==== Data to process ====

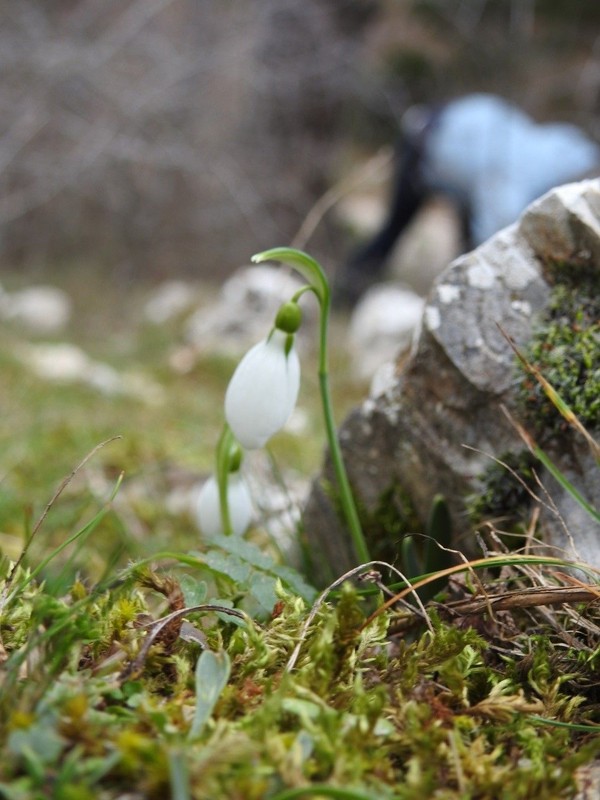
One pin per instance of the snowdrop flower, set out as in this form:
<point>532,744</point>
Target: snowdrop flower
<point>264,388</point>
<point>208,510</point>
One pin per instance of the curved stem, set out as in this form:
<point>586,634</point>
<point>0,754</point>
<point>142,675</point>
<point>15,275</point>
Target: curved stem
<point>223,461</point>
<point>346,496</point>
<point>314,275</point>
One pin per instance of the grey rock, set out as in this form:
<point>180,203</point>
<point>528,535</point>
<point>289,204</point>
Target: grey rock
<point>435,427</point>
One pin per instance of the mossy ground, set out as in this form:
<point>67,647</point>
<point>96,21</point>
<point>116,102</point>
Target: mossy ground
<point>484,705</point>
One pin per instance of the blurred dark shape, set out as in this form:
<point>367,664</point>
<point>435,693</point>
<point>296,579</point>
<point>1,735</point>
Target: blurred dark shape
<point>487,156</point>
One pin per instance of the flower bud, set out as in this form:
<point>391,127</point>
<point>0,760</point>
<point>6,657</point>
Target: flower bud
<point>263,390</point>
<point>289,317</point>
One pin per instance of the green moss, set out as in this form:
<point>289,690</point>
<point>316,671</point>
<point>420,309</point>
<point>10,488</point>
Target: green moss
<point>503,497</point>
<point>565,349</point>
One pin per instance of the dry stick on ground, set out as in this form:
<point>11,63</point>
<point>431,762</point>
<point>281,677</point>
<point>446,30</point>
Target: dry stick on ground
<point>158,625</point>
<point>346,576</point>
<point>380,161</point>
<point>479,562</point>
<point>526,598</point>
<point>53,500</point>
<point>553,396</point>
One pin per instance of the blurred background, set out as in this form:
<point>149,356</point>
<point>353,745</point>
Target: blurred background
<point>165,138</point>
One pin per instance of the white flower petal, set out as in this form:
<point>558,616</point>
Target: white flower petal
<point>208,510</point>
<point>263,391</point>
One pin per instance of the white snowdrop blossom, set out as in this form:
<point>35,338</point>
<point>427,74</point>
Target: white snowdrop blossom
<point>208,509</point>
<point>263,390</point>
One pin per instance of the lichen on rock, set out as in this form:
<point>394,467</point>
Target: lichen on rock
<point>441,422</point>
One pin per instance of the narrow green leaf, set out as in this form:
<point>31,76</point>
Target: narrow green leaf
<point>212,674</point>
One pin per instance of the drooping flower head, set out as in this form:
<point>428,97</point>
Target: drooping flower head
<point>264,388</point>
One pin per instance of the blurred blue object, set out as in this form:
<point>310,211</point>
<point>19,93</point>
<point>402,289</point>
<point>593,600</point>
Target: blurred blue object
<point>484,153</point>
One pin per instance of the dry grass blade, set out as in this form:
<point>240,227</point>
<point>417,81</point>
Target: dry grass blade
<point>63,485</point>
<point>554,397</point>
<point>156,627</point>
<point>526,598</point>
<point>475,564</point>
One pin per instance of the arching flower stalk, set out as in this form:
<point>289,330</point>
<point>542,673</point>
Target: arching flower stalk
<point>224,505</point>
<point>312,272</point>
<point>264,388</point>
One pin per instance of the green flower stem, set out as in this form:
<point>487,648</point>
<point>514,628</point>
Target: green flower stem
<point>224,453</point>
<point>314,275</point>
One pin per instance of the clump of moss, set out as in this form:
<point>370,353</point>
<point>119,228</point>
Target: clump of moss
<point>565,350</point>
<point>504,494</point>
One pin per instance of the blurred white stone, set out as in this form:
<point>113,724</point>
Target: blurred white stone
<point>428,245</point>
<point>245,310</point>
<point>42,309</point>
<point>383,326</point>
<point>168,301</point>
<point>67,363</point>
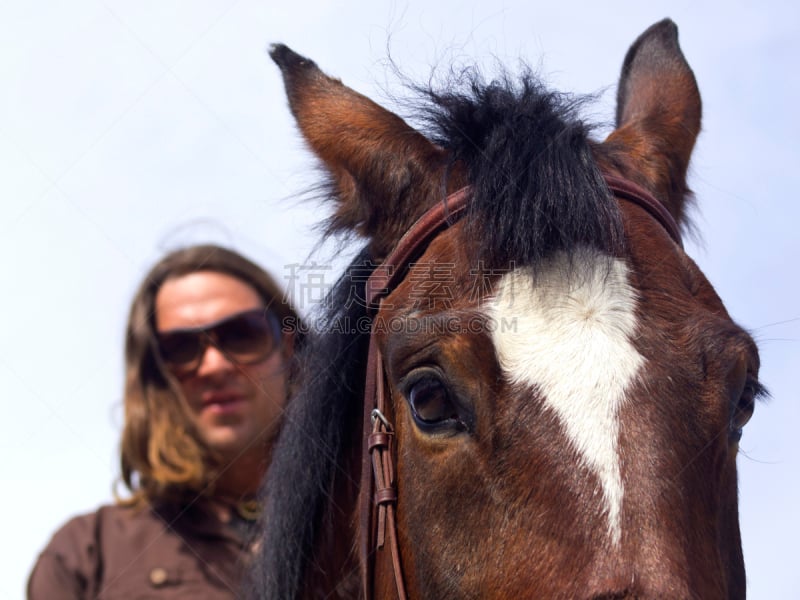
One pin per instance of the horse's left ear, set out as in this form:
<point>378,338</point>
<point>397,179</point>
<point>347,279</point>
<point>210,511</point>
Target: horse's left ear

====

■ **Directions**
Repeat every one of the records above word for word, leaving the pictures out of your answer.

■ **The answer**
One pin per instance of the snowdrop flower, set out as in this form:
<point>532,744</point>
Target: snowdrop flower
<point>264,388</point>
<point>208,510</point>
One pin per instance of the curved stem, set out as in this form:
<point>586,634</point>
<point>0,754</point>
<point>142,675</point>
<point>15,275</point>
Target: curved stem
<point>223,461</point>
<point>346,496</point>
<point>314,275</point>
One pin per instance of the grey rock, set out as in this form:
<point>180,203</point>
<point>528,535</point>
<point>289,204</point>
Target: grey rock
<point>435,427</point>
One pin per instance of the mossy ground, set out as in this form:
<point>67,647</point>
<point>96,21</point>
<point>116,102</point>
Target: mossy ground
<point>484,705</point>
One pin per instance of the blurred dark shape, set out as in this form:
<point>367,664</point>
<point>435,693</point>
<point>296,579</point>
<point>1,735</point>
Target: blurred dark shape
<point>487,156</point>
One pin per instance of the flower bud, set out as in this form:
<point>391,127</point>
<point>0,760</point>
<point>6,657</point>
Target: flower bud
<point>263,390</point>
<point>289,317</point>
One pin per instance of the green moss, set out as in this form:
<point>289,690</point>
<point>316,671</point>
<point>420,309</point>
<point>10,488</point>
Target: green moss
<point>503,497</point>
<point>565,349</point>
One pin per instance of the dry stick on ground, set out as in this form:
<point>11,63</point>
<point>431,762</point>
<point>281,677</point>
<point>446,30</point>
Target: dry stick on ground
<point>158,625</point>
<point>346,576</point>
<point>380,161</point>
<point>479,562</point>
<point>526,598</point>
<point>53,500</point>
<point>553,396</point>
One pin per instance of the blurred background, set out as in this form:
<point>149,356</point>
<point>353,745</point>
Target: blurred background
<point>165,138</point>
One pin per instance of the white flower petal, set out as in this form:
<point>558,616</point>
Target: white flower petal
<point>208,510</point>
<point>263,391</point>
One pin per instance of the white snowdrop blossom, set out as in this form:
<point>35,338</point>
<point>427,74</point>
Target: white snowdrop blossom
<point>208,509</point>
<point>263,390</point>
One pin per instance of the lichen on rock, set out as in this form:
<point>394,467</point>
Target: lichen on rock
<point>441,422</point>
One pin per instance of the narrow green leaf, set out as in this form:
<point>31,76</point>
Target: narrow green leaf
<point>212,674</point>
One pin per instance of the drooping flower head, set out as in this form:
<point>428,97</point>
Target: drooping flower head
<point>264,388</point>
One pin per instance of the blurred blue object, set out as in this form:
<point>310,211</point>
<point>19,93</point>
<point>402,289</point>
<point>593,600</point>
Target: blurred blue object
<point>484,153</point>
One pin per instance of the dry grass blade, set out as in this form:
<point>240,227</point>
<point>417,81</point>
Target: dry grass blade
<point>63,485</point>
<point>554,397</point>
<point>156,627</point>
<point>526,598</point>
<point>475,564</point>
One pin per instance of the arching flower stalk, set out as in this form:
<point>289,330</point>
<point>542,673</point>
Target: arching flower stalk
<point>224,505</point>
<point>312,272</point>
<point>264,388</point>
One pin per instance of the green flower stem, set out as in this form:
<point>487,648</point>
<point>514,628</point>
Target: green flower stem
<point>224,453</point>
<point>314,275</point>
One pin per instance of the clump of moss, set out as in this form:
<point>370,353</point>
<point>119,228</point>
Target: clump of moss
<point>565,350</point>
<point>504,494</point>
One pin per instance of the blurred white stone, set out as in this form:
<point>113,724</point>
Target: blurred white stone
<point>428,245</point>
<point>245,310</point>
<point>42,309</point>
<point>383,326</point>
<point>168,301</point>
<point>67,363</point>
One pin per instance of the horse's left ear, set out as in this form:
<point>378,338</point>
<point>397,179</point>
<point>347,279</point>
<point>210,511</point>
Target: horse's left ear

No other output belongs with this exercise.